Brief A: According to the article on judicial retention elections, in what year did California adopt retention elections?

|Methods of judicial selection|
- 1 States using this method
- 2 Historical turnover by state
- 3 Origins
- 4 Support
- 5 Criticism
- 6 Report on judicial evaluation awareness
- 7 See also
- 8 External links
- 9 References
A retention election or judicial retention is a periodic process whereby voters are asked whether an incumbent judge should remain in office for another term. The judge, who does not face an opponent, is removed from the position if a percentage of voters (often 50%) indicate that he or she should not be retained.
Retention votes are frequently thought of in connection with the assisted appointment method of judicial selection. However, some states that choose state supreme court justices in partisan or nonpartisan elections for their initial term use retention elections for subsequent terms on the court.
Typically, judges and justices in states with retention elections are retained with anywhere from 60-80% of the vote. However, retention elections are sometimes used as opportunities to remove from office judges who have made unpopular rulings. For example, in Iowa's 2010 retention election, David Baker, Marsha Ternus and Michael Streit, three Iowa Supreme Court justices, were denied retention by slim margins because of the court's unpopular decision to legalize gay marriage.
States using this method
States with retention elections for all level of courts
States with appellate court retention elections
States with retention elections following popular elections
In these states, once a judge has been elected to the court in a popular partisan election, he or she stands for retention in subsequent elections.
Historical turnover by state
The state has only failed to retain three judges since it began using the assisted appointment (also known as "merit selection") method of judicial selection method in 1974. In 1978, Judge Gary Nelson of the court of appeals and Judge Fred Hyder of the Maricopa County Superior Court were voted off the bench. Not until 2014 did a third judge, Benjamin Norris of the Maricopa County Superior Court, receive less than the majority "yes" vote required to remain seated.
California adopted retention elections in 1934. Until 1986, not a single California Supreme Court justice had failed to be retained. In that year, however, three justices on the supreme court—Joseph Grodin, Cruz Reynoso and Chief Justice Rose Bird—were rejected by voters, receiving "no" votes of 65%, 57% and 66%, respectively. In campaigns against the judges, they were portrayed as opposing the death penalty.
In 2014, a campaign against Judge Ben McClelland of the Grand County Court began after McClelland failed to be recommended by the judicial performance commission. He was ousted, receiving only 46.9% of the vote.
Since the state adopted retention elections in 1964, it has been the only state with slightly higher retention requirements—60% "yes" votes rather than the usual 50%. Perhaps for this reason, the state has more failed retentions than other states:
- 1974: 1 failed retention
- 1976: 1 failed retention
- 1978: 4 failed retentions
- 1980: 3 failed retentions
- 1982: 1 failed retention
- 1986: 3 failed retentions
- 1988: 1 failed retention
- 1990: 10 failed retentions
- 1992: 2 failed retentions
- 1994: 2 failed retentions
- 2004: 1 failed retention
The cause for the 1990 spike in failed retentions is still a bit unclear, but research analyst Albert Klumpp commented that,
|“||One of the co-chairs of the 1990 retention judges’ campaign committee did, to his credit, correctly spot the increase in all-no voting, telling the Chicago Daily Law Bulletin that “the group of voters who voted straight ‘no’ was higher than ever before” (Rooney 1990a). He also singled out suburban voters for being most responsible for the shift. This would further support the notion of a relatively stronger response to the THRO campaign from conservative voters, given the higher numbers of conservative voters in the suburbs than in the city.||”|
—Research Analyst Albert Klumpp, McDermott Will & Emery LLP
Oddly, the number of failed retentions dropped after 1994. Only one judge failed to be retained from 1994 to 2014, though in 2014 a campaign arose to remove Justice Lloyd Karmeier from his seat on the Illinois Supreme Court. He was narrowly retained, winning by a margin of only .8%.

Brief B: Please pull out every line of the entries below that contains the word "antenna". Case counts.

Raw data:
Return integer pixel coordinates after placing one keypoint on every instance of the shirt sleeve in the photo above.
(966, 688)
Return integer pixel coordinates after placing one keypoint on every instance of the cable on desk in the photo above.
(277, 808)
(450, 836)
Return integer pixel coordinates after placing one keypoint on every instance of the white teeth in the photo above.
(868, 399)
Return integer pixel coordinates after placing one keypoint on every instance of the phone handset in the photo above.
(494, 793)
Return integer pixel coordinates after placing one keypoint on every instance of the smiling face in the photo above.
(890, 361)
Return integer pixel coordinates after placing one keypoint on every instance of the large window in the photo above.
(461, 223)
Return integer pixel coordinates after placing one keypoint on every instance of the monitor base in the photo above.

---

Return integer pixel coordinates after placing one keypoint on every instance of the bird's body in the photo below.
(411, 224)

--

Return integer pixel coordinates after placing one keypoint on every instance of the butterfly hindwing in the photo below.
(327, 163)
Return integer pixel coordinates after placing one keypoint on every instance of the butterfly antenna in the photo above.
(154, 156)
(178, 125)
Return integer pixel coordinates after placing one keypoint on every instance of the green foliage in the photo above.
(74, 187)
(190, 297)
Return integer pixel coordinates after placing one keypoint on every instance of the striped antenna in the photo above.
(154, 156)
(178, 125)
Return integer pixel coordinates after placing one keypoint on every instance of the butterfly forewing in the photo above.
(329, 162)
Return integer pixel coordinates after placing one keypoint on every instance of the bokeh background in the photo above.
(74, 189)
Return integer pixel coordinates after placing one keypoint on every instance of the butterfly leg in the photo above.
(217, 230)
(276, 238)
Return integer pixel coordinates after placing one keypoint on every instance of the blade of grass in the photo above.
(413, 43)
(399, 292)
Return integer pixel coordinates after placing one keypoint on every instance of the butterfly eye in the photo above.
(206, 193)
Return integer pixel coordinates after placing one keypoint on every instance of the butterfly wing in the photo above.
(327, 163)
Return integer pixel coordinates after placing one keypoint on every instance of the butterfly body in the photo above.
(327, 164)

Full answer A: 1934

Full answer B:
Return integer pixel coordinates after placing one keypoint on every instance of the butterfly antenna in the photo above.
Return integer pixel coordinates after placing one keypoint on every instance of the striped antenna in the photo above.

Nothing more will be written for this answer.